■ QUESTIONS:
1) Print the part of the repository description from "Algorithms Covered" up to and including "is written explicitly.".
2) Answer these questions using the repository description:
(a) What is each algorithm checked against after it is built?
(b) What key concept is practiced with k-means?
(c) What key concepts are practiced with neural networks?

■ READING TEXT:
------------------------------------------------
The Problem
When a model fails in production, someone needs to open the black box and explain why. That requires understanding the mathematics under the surface — not just calling sklearn.fit().
This repository builds core ML algorithms from first principles using only NumPy and pandas, then validates each against the sklearn equivalent on identical data. The goal is the kind of deep technical understanding needed to audit model behaviour, diagnose failures, and explain predictions to non-technical stakeholders.
Algorithms Covered
| Algorithm | Key concept practised |
|---|---|
| Linear regression (OLS) | Normal equations, gradient descent optimisation |
| k-means | Clustering data points |
| Neural networks | Forward/backward propagation, activation functions |
Every implementation follows the same constraint: NumPy only — no scikit-learn, no PyTorch, no shortcuts. Every matrix operation, gradient computation, and update rule is written explicitly.
------------------------------------------------
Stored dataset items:
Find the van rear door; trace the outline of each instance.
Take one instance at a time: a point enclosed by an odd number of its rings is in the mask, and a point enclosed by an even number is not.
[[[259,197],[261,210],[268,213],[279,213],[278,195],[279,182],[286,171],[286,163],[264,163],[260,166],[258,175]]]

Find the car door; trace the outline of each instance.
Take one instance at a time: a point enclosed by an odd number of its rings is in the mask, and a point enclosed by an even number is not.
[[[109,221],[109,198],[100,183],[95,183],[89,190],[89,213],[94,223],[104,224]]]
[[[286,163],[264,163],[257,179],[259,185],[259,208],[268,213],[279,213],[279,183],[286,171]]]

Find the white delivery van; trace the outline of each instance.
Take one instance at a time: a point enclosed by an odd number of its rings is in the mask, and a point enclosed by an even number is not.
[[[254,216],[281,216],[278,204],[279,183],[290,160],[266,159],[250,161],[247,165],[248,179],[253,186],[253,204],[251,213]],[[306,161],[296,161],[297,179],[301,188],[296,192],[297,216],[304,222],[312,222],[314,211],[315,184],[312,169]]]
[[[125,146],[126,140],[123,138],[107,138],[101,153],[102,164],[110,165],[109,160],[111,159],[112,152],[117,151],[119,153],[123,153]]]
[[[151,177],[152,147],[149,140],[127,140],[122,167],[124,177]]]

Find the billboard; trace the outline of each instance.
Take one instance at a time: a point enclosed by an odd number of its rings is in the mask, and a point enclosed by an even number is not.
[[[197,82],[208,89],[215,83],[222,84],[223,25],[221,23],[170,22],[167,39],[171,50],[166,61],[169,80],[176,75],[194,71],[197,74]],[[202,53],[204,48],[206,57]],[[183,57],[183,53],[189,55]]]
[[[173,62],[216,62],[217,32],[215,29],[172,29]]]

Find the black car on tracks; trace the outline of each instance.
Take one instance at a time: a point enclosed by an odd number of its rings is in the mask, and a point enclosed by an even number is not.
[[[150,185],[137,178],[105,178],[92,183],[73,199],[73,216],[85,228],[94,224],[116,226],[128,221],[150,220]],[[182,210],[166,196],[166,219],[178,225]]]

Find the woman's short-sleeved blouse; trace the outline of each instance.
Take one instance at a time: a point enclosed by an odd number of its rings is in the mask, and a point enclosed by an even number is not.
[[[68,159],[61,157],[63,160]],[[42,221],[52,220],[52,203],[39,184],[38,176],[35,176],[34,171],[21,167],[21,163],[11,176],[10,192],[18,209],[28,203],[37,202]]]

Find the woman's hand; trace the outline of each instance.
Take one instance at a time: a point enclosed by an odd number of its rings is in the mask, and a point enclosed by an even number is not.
------------------------------------------------
■ SOLVED PROBLEMS:
1)
Algorithms Covered
| Algorithm | Key concept practised |
|---|---|
| Linear regression (OLS) | Normal equations, gradient descent optimisation |
| k-means | Clustering data points |
| Neural networks | Forward/backward propagation, activation functions |
Every implementation follows the same constraint: NumPy only — no scikit-learn, no PyTorch, no shortcuts. Every matrix operation, gradient computation, and update rule is written explicitly.

2)
(a) The sklearn equivalent, on identical data.
(b) Clustering data points.
(c) Forward/backward propagation and activation functions.